— Supplied passage —
LifePoint Hospitals, Inc. (NASDAQ: LPNT) today announced results for the first quarter ended March 31, 2013.
“While experiencing soft volumes, we effectively controlled costs and cash flow from operations was strong in the quarter. We are executing the right strategies, which address both current market conditions and position us for healthcare reform, with a focus on expanding existing market share and growing through acquisitions.”
For the first quarter ended March 31, 2013, revenues from continuing operations were $931.1 million, up 9.4% from $851.0 million for the same period a year ago. Income from continuing operations attributable to LifePoint Hospitals, Inc. stockholders for the first quarter ended March 31, 2013, decreased 42.4% to $32.3 million, or $0.69 per diluted share, compared with $56.0 million, or $1.16 per diluted share, for the same period a year ago, which included a benefit of $0.33 per diluted share relating to the Medicare Rural Floor settlement, as noted below.
The Company is providing the following additional information pertaining to certain items that affected the Company's financial performance for the first quarters ended March 31, 2013 and March 31, 2012:
- Results for the first quarter ended March 31, 2013, included severance costs of $3.2 million, or $0.04 per diluted share, related to the reorganization of the Company's Hospital Support Center,
- Results for the first quarter ended March 31, 2013, included debt extinguishment costs of $4.4 million, or $0.06 per diluted share, as a result of the issuance of Incremental Term Loans and the repurchase of the Company's 2025 Convertible Notes, and
- Results for the first quarter ended March 31, 2012, included the Medicare Rural Floor settlement, which increased revenues by $31.3 million and increased related costs by $5.7 million, for a net impact of $0.33 per diluted share.
In commenting on the results, William F. Carpenter III, chairman and chief executive officer of LifePoint Hospitals, said, "While experiencing soft volumes, we effectively controlled costs and cash flow from operations was strong in the quarter. We are executing the right strategies, which address both current market conditions and position us for healthcare reform, with a focus on expanding existing market share and growing through acquisitions."

— Task description —
In the earnings release, shorten the paragraph beginning "For the first quarter ended March 31, 2013, revenues" into a brief list that keeps its main facts. The records after this point are separate material, unrelated to the earnings release.

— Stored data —
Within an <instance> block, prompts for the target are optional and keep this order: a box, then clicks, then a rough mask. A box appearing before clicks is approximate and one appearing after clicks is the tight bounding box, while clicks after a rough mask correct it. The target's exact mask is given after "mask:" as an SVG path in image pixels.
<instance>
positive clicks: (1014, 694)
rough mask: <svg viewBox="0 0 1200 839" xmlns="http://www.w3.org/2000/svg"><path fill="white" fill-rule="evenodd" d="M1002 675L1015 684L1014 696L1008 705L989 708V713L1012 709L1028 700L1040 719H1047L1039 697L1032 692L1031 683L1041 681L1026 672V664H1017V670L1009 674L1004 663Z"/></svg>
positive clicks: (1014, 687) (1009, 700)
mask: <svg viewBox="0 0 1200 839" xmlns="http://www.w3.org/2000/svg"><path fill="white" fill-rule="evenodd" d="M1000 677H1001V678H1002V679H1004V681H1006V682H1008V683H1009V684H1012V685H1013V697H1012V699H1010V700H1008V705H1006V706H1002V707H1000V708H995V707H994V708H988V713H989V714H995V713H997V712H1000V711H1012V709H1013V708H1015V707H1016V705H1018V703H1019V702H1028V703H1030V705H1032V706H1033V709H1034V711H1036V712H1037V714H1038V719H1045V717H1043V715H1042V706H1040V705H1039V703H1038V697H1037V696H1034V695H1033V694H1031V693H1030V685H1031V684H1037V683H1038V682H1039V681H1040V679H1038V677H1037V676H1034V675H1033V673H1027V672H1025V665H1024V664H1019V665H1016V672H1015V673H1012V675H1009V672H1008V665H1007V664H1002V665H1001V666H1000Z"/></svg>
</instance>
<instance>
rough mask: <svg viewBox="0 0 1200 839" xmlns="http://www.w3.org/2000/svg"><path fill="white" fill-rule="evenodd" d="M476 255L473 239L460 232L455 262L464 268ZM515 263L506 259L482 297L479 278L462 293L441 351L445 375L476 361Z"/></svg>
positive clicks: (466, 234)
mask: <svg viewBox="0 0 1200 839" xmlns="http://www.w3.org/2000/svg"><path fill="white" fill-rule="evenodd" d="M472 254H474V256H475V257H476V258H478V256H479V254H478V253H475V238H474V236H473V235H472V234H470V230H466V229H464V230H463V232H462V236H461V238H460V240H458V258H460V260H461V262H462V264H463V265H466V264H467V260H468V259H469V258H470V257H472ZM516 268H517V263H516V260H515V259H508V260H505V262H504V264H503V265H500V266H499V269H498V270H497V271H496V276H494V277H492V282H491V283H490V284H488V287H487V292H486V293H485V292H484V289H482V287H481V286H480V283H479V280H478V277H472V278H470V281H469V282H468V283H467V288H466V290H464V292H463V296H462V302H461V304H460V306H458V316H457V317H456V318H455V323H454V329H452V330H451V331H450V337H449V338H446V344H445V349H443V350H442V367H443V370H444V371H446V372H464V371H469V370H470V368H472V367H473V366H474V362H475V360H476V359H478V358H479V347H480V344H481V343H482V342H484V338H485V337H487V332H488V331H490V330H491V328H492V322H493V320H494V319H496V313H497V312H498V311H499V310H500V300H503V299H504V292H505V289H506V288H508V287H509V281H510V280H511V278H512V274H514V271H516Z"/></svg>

— Answer box —
- Revenues from continuing operations for the first quarter ended March 31, 2013: $931.1 million, up 9.4% from $851.0 million a year earlier.
- Income from continuing operations attributable to LifePoint Hospitals, Inc. stockholders: down 42.4% to $32.3 million ($0.69 per diluted share), compared with $56.0 million ($1.16 per diluted share) a year earlier.
- The year-earlier figure included a benefit of $0.33 per diluted share from the Medicare Rural Floor settlement.